SOURCE TEXT —
— start —
# Seeking help pan frying lamb arm chops



## kitchengoddess8 (Oct 26, 2012)

I attempted to pan fry a lamb arm chop and it came out really bad. The chop buckled after cooking it for a few minutes on one side, and then it was impossible to cook it evenly. I'd really like to find a way to pan fry lamb because my broiler is not working properly and I won't be replacing it because I'm moving. I find lamb rib chops easier to pan fry, but they're much more expensive. Any suggestions?


----------



## Andy M. (Oct 26, 2012)

There are several different muscles that make up the arm chop (it's a shoulder chop around here).  The connective tissue between the muscles contracts causing the distortion of the chop.

The simplest thing to do is put a press on the meat while it's cooking.  If you don't have one handy, metal pie plate with a weight in it would do the trick.

My mom used to make these all the time in a braise with onions, string beans and tomato.


----------



## kitchengoddess8 (Oct 26, 2012)

Andy M. said:
			
		

> There are several different muscles that make up the arm chop (it's a shoulder chop around here).  The connective tissue between the muscles contracts causing the distortion of the chop.
> 
> The simplest thing to do is put a press on the meat while it's cooking.  If you don't have one handy, metal pie plate with a weight in it would do the trick.
> 
> My mom used to make these all the time in a braise with onions, string beans and tomato.



Thanks Andy. Which press do you recommend? And how many minutes do you cook the chop on each side?


----------



## salt and pepper (Oct 27, 2012)

Won't work, to much "silver skin" on the front shoulder. You must cut away the silver skin or braze it in the oven with a liquid for a few hours! Or pressure cook it with some stock and vegies. A very tough pice of meat that should never be over cooked unless being used in a flavor for sauce "gravy" and cooked for a long time. For flavor I would roast it, then use it for a flavor baste for a finer cut of lamb.I try to stay away from the front shoulder of an animal unless it's from a large anmial.


----------



## Andy M. (Oct 27, 2012)

kitchengoddess8 said:


> Thanks Andy. Which press do you recommend? And how many minutes do you cook the chop on each side?



Any press will do, round or rectangular, ridged or flat.  As I said, even a pie plate and a canned good will do.

Shoulder chops aren't too thick.  Just a couple of minutes per side depending on how much you like it cooked.


----------



## Addie (Oct 27, 2012)

Or another way is to make small slits around the outer edge. It will keep the chop from cupping. But the press is a great idea. And they are not expensive. 

You can wrap a brick in foil and use that also or on the pie plate.


----------



## Snip 13 (Oct 27, 2012)

Addie said:


> Or another way is to make small slits around the outer edge. It will keep the chop from cupping. But the press is a great idea. And they are not expensive.
> 
> You can wrap a brick in foil and use that also or on the pie plate.
— end —
CHALLENGES —
a: Edit the lamb chop thread from "## salt and" up to and including "a large anmial.", replacing "silver skin" with "membrane" wherever it occurs.
b: In the lamb chop thread, what does Andy M. say causes the chop to distort?

DATASET EXTRACT —
— start —
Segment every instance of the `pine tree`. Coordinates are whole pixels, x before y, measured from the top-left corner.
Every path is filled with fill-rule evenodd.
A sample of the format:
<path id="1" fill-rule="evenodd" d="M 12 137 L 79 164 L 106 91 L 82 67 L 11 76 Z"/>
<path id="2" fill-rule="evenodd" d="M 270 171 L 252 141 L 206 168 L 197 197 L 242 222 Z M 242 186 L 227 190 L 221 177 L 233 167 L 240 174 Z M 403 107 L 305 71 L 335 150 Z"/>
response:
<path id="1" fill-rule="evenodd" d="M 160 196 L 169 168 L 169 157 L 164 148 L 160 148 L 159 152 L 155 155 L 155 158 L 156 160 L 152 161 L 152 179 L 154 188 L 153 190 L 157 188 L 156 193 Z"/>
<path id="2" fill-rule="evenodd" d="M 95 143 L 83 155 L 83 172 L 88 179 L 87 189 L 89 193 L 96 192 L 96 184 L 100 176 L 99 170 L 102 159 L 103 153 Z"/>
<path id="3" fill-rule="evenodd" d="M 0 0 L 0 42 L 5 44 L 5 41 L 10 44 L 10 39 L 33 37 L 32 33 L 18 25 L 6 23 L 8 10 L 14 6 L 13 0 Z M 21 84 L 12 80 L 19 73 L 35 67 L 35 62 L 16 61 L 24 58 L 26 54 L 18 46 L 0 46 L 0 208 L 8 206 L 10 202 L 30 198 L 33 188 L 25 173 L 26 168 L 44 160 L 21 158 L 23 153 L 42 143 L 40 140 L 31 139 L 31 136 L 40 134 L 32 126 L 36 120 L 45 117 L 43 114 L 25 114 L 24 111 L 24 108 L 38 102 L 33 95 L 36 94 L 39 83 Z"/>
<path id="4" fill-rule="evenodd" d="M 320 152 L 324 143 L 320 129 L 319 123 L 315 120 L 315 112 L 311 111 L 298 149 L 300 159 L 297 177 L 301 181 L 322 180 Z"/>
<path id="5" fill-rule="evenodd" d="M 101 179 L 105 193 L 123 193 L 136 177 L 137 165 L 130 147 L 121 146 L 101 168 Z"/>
— end —
— start —
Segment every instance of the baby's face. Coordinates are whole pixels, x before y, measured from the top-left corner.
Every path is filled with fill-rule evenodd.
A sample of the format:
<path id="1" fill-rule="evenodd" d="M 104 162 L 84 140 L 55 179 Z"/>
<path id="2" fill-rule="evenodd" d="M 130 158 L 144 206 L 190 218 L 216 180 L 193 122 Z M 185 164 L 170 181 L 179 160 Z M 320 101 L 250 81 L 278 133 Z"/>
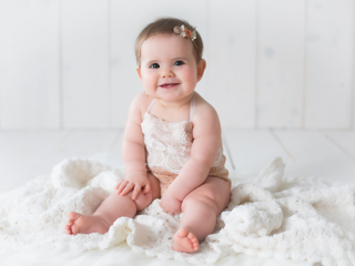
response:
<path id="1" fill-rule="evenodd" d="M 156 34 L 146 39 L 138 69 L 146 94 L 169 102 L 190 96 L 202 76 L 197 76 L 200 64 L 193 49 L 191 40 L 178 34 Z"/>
— end —
LIST OF SOLUTIONS —
a:
## salt and pepper (Oct 27, 2012)

Won't work, to much "membrane" on the front shoulder. You must cut away the membrane or braze it in the oven with a liquid for a few hours! Or pressure cook it with some stock and vegies. A very tough pice of meat that should never be over cooked unless being used in a flavor for sauce "gravy" and cooked for a long time. For flavor I would roast it, then use it for a flavor baste for a finer cut of lamb.I try to stay away from the front shoulder of an animal unless it's from a large anmial.

b: The connective tissue between the muscles contracts.